[Task inputs Boundary: Start]
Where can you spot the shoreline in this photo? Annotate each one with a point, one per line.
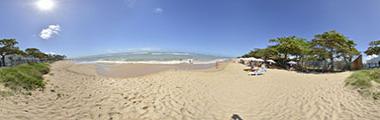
(127, 70)
(76, 91)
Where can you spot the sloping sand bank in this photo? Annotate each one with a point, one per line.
(77, 92)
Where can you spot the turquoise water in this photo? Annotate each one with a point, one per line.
(152, 57)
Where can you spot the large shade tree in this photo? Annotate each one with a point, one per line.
(290, 46)
(332, 45)
(8, 47)
(36, 53)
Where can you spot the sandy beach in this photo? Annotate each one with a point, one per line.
(76, 91)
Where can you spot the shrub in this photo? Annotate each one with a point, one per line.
(24, 77)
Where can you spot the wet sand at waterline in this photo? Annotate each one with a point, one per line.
(77, 92)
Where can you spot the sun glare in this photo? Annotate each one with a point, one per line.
(45, 4)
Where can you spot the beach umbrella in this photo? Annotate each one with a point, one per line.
(271, 61)
(292, 62)
(251, 59)
(259, 60)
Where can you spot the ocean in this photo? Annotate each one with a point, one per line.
(152, 57)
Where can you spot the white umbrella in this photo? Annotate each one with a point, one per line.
(259, 60)
(271, 61)
(292, 62)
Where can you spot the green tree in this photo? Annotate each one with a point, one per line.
(292, 45)
(8, 47)
(374, 48)
(331, 45)
(289, 45)
(36, 53)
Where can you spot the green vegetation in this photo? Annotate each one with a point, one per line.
(24, 77)
(374, 48)
(9, 47)
(323, 49)
(366, 81)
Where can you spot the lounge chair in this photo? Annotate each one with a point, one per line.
(260, 71)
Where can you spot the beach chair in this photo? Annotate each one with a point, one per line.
(260, 71)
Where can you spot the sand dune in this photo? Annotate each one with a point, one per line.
(78, 92)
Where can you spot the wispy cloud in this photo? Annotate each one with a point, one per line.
(50, 31)
(158, 11)
(130, 3)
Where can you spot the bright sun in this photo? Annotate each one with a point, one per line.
(45, 4)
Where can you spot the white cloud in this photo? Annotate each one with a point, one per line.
(131, 3)
(50, 31)
(158, 10)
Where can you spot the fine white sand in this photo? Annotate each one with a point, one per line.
(78, 92)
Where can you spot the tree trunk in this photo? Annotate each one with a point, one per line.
(2, 60)
(332, 64)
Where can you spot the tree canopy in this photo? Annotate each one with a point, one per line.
(374, 48)
(9, 47)
(325, 47)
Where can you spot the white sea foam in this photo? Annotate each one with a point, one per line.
(154, 62)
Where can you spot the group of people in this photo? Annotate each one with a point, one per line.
(257, 68)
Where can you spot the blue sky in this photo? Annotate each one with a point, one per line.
(222, 27)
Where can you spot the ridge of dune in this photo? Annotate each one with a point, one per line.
(77, 92)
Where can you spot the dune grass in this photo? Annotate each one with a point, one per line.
(367, 82)
(24, 77)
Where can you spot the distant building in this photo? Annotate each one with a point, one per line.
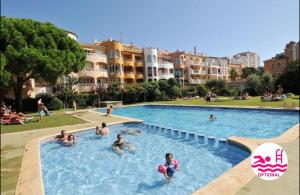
(277, 65)
(248, 59)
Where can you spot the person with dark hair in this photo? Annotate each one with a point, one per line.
(104, 131)
(109, 111)
(119, 145)
(63, 136)
(171, 165)
(70, 140)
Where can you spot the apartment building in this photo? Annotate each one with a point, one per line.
(181, 70)
(125, 62)
(95, 71)
(277, 64)
(248, 59)
(197, 69)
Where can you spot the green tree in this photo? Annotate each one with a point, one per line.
(289, 80)
(37, 50)
(267, 82)
(248, 71)
(253, 84)
(114, 91)
(233, 74)
(216, 86)
(66, 90)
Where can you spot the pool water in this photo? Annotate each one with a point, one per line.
(252, 123)
(91, 167)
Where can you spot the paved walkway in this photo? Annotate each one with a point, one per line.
(287, 184)
(13, 144)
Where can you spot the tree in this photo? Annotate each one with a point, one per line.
(114, 91)
(253, 84)
(289, 80)
(37, 50)
(233, 74)
(267, 82)
(248, 71)
(5, 76)
(216, 85)
(66, 90)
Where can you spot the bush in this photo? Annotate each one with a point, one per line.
(201, 90)
(253, 84)
(55, 104)
(46, 98)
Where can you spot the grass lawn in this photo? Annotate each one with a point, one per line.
(254, 101)
(55, 120)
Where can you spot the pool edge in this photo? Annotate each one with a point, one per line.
(229, 182)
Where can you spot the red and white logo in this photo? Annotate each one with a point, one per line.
(269, 161)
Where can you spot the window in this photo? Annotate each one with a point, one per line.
(154, 58)
(117, 54)
(149, 58)
(149, 71)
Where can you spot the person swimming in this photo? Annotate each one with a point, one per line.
(63, 136)
(212, 117)
(109, 110)
(171, 166)
(131, 131)
(119, 145)
(70, 141)
(104, 131)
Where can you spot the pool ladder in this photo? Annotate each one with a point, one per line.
(184, 135)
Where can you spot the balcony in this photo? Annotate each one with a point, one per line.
(162, 75)
(197, 63)
(197, 81)
(86, 87)
(198, 72)
(128, 75)
(139, 63)
(128, 62)
(95, 57)
(139, 76)
(166, 65)
(93, 72)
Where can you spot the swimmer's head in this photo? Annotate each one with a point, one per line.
(169, 157)
(119, 136)
(71, 137)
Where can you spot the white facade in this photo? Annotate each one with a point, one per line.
(165, 69)
(249, 59)
(216, 67)
(151, 64)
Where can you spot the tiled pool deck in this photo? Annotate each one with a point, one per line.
(231, 182)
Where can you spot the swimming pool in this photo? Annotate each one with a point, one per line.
(252, 123)
(91, 167)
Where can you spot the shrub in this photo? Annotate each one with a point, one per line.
(55, 104)
(46, 98)
(253, 84)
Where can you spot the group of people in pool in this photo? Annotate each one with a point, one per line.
(67, 139)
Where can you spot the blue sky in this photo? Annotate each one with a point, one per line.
(215, 27)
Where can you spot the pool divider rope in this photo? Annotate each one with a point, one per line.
(200, 138)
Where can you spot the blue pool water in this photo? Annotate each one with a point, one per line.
(91, 167)
(239, 122)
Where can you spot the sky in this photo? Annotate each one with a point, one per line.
(216, 27)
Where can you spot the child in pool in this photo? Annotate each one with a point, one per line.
(171, 167)
(104, 131)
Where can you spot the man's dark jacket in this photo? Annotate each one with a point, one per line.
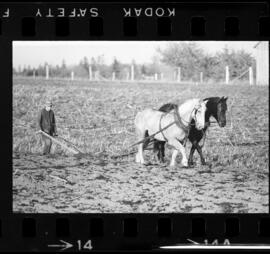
(46, 121)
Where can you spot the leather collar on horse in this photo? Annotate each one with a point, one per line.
(179, 122)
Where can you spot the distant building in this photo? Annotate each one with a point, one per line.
(262, 63)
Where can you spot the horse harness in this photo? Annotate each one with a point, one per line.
(179, 122)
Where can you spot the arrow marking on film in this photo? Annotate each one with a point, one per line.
(64, 246)
(192, 241)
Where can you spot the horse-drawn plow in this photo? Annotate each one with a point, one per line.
(104, 176)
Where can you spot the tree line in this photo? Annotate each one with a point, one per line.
(190, 57)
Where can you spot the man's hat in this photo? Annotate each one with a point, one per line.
(48, 103)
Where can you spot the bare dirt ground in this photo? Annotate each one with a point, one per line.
(92, 116)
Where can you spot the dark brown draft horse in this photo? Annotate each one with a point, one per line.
(216, 107)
[Task inputs Boundary: End]
Omit pictures and output the listing exactly.

*Response area*.
Where can you spot the shoreline in this photo? Annotate each one with a point, one per line.
(127, 70)
(76, 91)
Where can you spot the sloping sand bank in this photo? Annotate each one with a point, one per line.
(77, 92)
Where can you spot the turquoise water in this photo? Annotate each one with a point, one per line.
(152, 57)
Where can you spot the large shade tree in this photo? Annotate each one with a point, one per line.
(290, 46)
(332, 45)
(8, 47)
(36, 53)
Where can you spot the sandy beach in this photo? Annotate each one with a point, one per line.
(76, 91)
Where can you spot the shrub in this photo? Annotate each one with a point, one per line.
(24, 77)
Where can you spot the wet sand at waterline in this photo? Annotate each one with a point, one per line.
(77, 92)
Where can you spot the sun glare in this photo? Annotate each one with a point, one per line.
(45, 4)
Where can you spot the beach umbrella in this photo? Annotate each one with a point, one per line.
(271, 61)
(292, 62)
(251, 59)
(259, 60)
Where can you spot the ocean in this photo? Annotate each one with a point, one per line.
(152, 57)
Where can you spot the white umbrella in this photo? Annotate each one with a point, one per line.
(259, 60)
(271, 61)
(292, 62)
Where can you spot the green tree in this photo? Annotate each one with a point, one per line.
(292, 45)
(8, 47)
(374, 48)
(331, 45)
(289, 45)
(36, 53)
Where can you spot the green vegetation in this photo? Annotate each one with a point, one per line.
(24, 77)
(374, 48)
(9, 47)
(323, 49)
(366, 81)
Where can you spot the lounge chair in this photo? Annotate each one with a point, one per line.
(260, 71)
Where can you spot the beach chair in this photo? Annotate each one with a point, one per line.
(260, 71)
Where can you spot the sand dune in this photo? Annotate each one with a point, one per line.
(78, 92)
Where can you spot the wispy cloud in this photo? Annotate each one with a point, one per line.
(50, 31)
(158, 11)
(130, 3)
Where can you spot the bright sun in this photo? Annotate each one with a point, one per line.
(45, 4)
Where can you spot the white cloud in this photo? Annotate each one with a point, one per line.
(131, 3)
(50, 31)
(158, 10)
Where can you spot the fine white sand in this photo? Annotate each one with a point, one per line.
(78, 92)
Where can you spot the tree trunk in this photo? Annotate each one with a point, one per line.
(2, 60)
(332, 64)
Where can you spot the tree canopy in this photo? Annotate each one with a point, one per line.
(374, 48)
(9, 47)
(325, 47)
Where can you spot the white sea foam in this photo? Annotate each one with a point, one per line.
(154, 62)
Where can you spot the group of people in this photo? Annotate each one with a point, one per line.
(257, 68)
Where can you spot the blue sky in this photo? Annotate each one with a point, one per line.
(222, 27)
Where can you spot the ridge of dune in this photo? Annotate each one with a point, one per line.
(77, 92)
Where can you spot the dune grass in this photo? Annotate each one with a point, one per line.
(367, 82)
(24, 77)
Where can you spot the distant building in this photo? Annotate each one with a point, one per line.
(277, 65)
(248, 59)
Where can you spot the person with dark hair in this photo? Annotate each one with a point, one per line.
(104, 131)
(109, 111)
(119, 145)
(63, 136)
(171, 165)
(70, 140)
Where can you spot the apartment building in this photo? Annotate each one with a point, one per line.
(181, 70)
(125, 62)
(95, 71)
(277, 64)
(248, 59)
(197, 69)
Where can you spot the green tree in this photo? Annotate each one with a point, one per line.
(289, 80)
(37, 50)
(267, 82)
(248, 71)
(253, 84)
(114, 91)
(233, 74)
(216, 86)
(66, 90)
Where can you spot the pool water in this photo? Annotate each one with a point, one per line.
(252, 123)
(91, 167)
Where can you spot the paved walkway in this photo? Annotate each one with a point, one per line.
(287, 184)
(13, 144)
Where can you spot the tree in this photo? Annotate each one with a point, one per line.
(114, 91)
(253, 84)
(289, 80)
(37, 50)
(233, 74)
(267, 82)
(248, 71)
(5, 76)
(216, 85)
(66, 90)
Where can you spot the bush in this photo? Annotate each one with a point, one per line.
(201, 90)
(253, 84)
(55, 104)
(46, 98)
Where can you spot the grass lawn in this photo? Annotate each one with a point, one per line.
(254, 101)
(55, 120)
Where can you spot the pool edge in this photo? Annotate each one with a point, one per line.
(229, 182)
Where can you spot the red and white logo in this photo? Annotate each one with a point, one per line.
(269, 161)
Where can you spot the window in this photo? Annotate each one with a point, one per line.
(154, 58)
(117, 54)
(149, 58)
(149, 71)
Where can you spot the person swimming in this photo? Annotate each one with a point, one per line.
(63, 136)
(212, 117)
(109, 110)
(171, 166)
(131, 131)
(119, 145)
(70, 141)
(104, 131)
Where can you spot the pool ladder in this photo? Annotate each one with a point, one per line.
(184, 135)
Where can you spot the balcony in this photo? Annotate each one with a point, one per line.
(162, 75)
(197, 63)
(197, 81)
(86, 87)
(198, 72)
(128, 75)
(139, 63)
(128, 62)
(95, 57)
(139, 76)
(166, 65)
(93, 72)
Where can you spot the swimmer's head in this photo? Annotate each one with a point, one per line.
(169, 157)
(119, 136)
(71, 137)
Where can you spot the white facade in this photo? Annotate each one with a point, one per line.
(165, 69)
(249, 59)
(216, 67)
(151, 64)
Where can you spot the tiled pool deck in this photo? Annotate each one with a point, one per line.
(231, 182)
Where can you spot the swimming pool in this photo? Annotate each one with a point, one per line.
(252, 123)
(91, 167)
Where can you spot the shrub in this photo? Annotate each one with a point, one per line.
(55, 104)
(46, 98)
(253, 84)
Where can you spot the group of people in pool in this photo? Annotate each one with a point, one per line.
(67, 139)
Where can you spot the blue sky in this photo? Annotate each one with a point, one per line.
(215, 27)
Where can you spot the pool divider rope in this photo? Annotate each one with a point, one per line.
(200, 138)
Where can you spot the blue pool water in this photo? Annotate each one with a point, one per line.
(91, 167)
(239, 122)
Where can you spot the sky in this photo? Annotate each one with a point, one per line.
(216, 27)
Where can you spot the child in pool in this photo? Annotate each one with a point, one per line.
(171, 167)
(104, 131)
Where can you spot the man's dark jacket in this photo? Annotate each one with a point, one per line.
(46, 121)
Where can you spot the leather collar on horse in this photo? Annotate each one with a point, one per line.
(179, 122)
Where can you spot the distant building in this photo? Annotate each one with a point, one per line.
(262, 63)
Where can you spot the horse harness in this photo? Annotate each one with a point, one per line.
(179, 122)
Where can you spot the arrow marking on film in this photo? Annotate each one with a point, one per line.
(64, 246)
(192, 241)
Where can you spot the horse-drawn plow in this photo? Annotate each one with a point, one per line.
(104, 176)
Where can you spot the tree line in this photo? Annotate each one with a point, one per line.
(190, 57)
Where can you spot the man's hat in this photo? Annotate each one with a point, one per line.
(48, 103)
Where can you spot the bare dirt ground in this photo? Annotate each one with a point, one per line.
(92, 116)
Where can you spot the dark brown draft horse in this photo? Annotate each one with a point, one per line.
(216, 107)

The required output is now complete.